_SUPPLIED PASSAGE_

—————

- Born: Eudoxia M. Muller June 14, 1919 Flushing, New York
- Died: January 20, 2008 (aged 88) Belmont, Massachusetts
- Known for: Painting
- Spouse: Robert Burns Woodward ​ ​(m. 1946)​

= Eudoxia Woodward =

American painter and chemistry researcher

Eudoxia Muller Woodward (June 14, 1919 - January 20, 2008) was an American artist and chemistry researcher. She was known for her work with Edwin H. Land at the Polaroid Corporation, where her research helped produce the Vectograph and the earliest forms of Polaroid instant photography.

==Education and personal life==
Born Eudoxia M. Muller in Flushing, New York, to Olga Popoff Muller, a sculptor, and John Muller an architect, she grew up in New York City. She attended St. Agatha’s School for high school and went on to receive her bachelor's degree from Smith College. She then settled in Boston, Massachusetts.

While at Polaroid, she met Robert Burns Woodward, who had been hired as a consultant. They married in September 1946 and had two children.

== Work at Polaroid ==
As a researcher at Polaroid, Woodward worked on Vectographs and research dedicated to instant photography. In 1944, Woodward worked on a special project (SX-70) led by Edwin Land that was dedicated to instant photography and the creation of an instant film camera. Woodward was the first person to ever see a Polaroid instant picture developed as part of her work with the SX-70 project.

—————

_PROVIDED INFORMATION_
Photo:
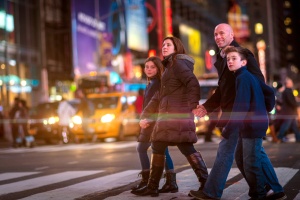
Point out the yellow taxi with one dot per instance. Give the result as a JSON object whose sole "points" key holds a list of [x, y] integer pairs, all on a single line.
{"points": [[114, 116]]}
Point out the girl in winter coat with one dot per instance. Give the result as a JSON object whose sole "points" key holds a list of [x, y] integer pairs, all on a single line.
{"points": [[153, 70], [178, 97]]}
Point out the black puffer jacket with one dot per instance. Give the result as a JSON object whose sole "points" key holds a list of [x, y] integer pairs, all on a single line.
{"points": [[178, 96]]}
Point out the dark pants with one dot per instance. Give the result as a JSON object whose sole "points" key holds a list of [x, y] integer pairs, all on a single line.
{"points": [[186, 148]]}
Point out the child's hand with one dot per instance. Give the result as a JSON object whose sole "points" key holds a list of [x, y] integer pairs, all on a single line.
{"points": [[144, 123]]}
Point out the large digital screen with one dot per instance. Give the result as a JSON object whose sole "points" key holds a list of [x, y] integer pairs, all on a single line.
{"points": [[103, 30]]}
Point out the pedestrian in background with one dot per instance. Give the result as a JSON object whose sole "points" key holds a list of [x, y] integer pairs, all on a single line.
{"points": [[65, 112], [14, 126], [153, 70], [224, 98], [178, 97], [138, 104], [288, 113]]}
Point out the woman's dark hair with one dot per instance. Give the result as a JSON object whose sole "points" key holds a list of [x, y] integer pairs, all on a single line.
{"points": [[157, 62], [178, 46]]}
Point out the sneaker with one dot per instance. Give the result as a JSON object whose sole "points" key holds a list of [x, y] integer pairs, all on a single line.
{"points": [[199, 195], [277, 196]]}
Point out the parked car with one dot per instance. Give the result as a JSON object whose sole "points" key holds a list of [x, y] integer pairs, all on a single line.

—————

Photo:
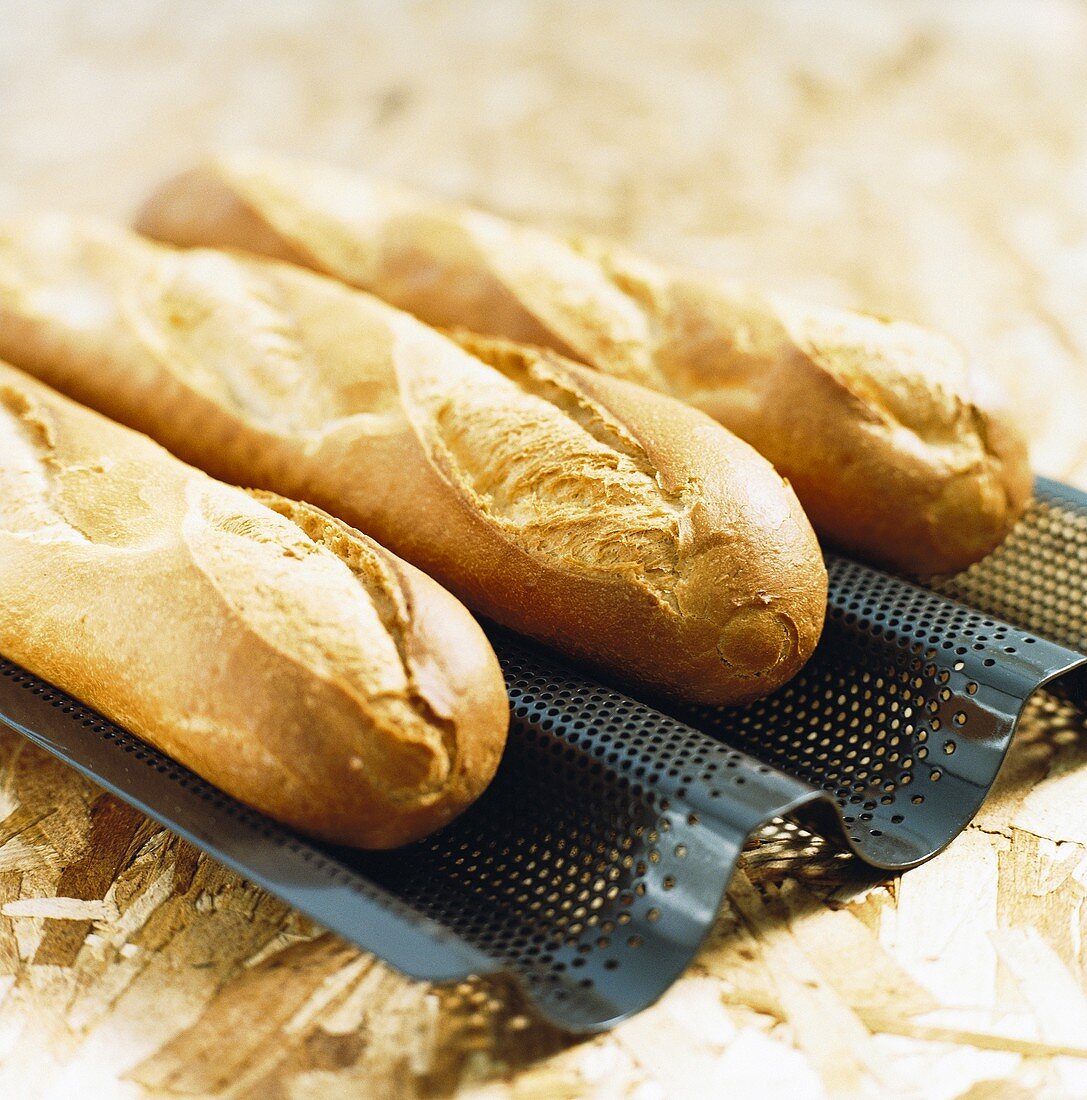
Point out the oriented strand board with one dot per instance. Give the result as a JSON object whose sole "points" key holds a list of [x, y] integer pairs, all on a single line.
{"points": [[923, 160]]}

—————

_WHAT YOU SHOULD DO_
Carry on the biographical article on Eudoxia Woodward above from its final sentence.

_RESPONSE BELOW_
==Post-Polaroid career==
After leaving Polaroid, she taught art at the Belmont Day School in Belmont, Massachusetts, and at retirement communities.

The title of Woodward's 1977 art show in Boston, "Flowers - Art or Science?", exemplified the contradictions in her work. Her watercolor Pentagonal Red Hibiscus, displayed at a show in 1995 at the Francesca Anderson Fine Art gallery in Lexington, exemplified the unity she found in the two approaches to experience. For the Pentagonal Red Hibiscus she said she had plotted four views of the blossom against a pentagon. Her works have been shown in exhibitions at, among other sites, the DeCordova Museum and her alma mater, Smith College.

Variously, Woodward served on the boards of the Boston Museum of Science, the Boston Museum of Fine Arts, and the Cambridge Art Association. In 2002, the New England Watercolor Society awarded Woodward the "Stanhope Framers Prize".

In 2008, she died of cancer at her home in Belmont, Massachusetts.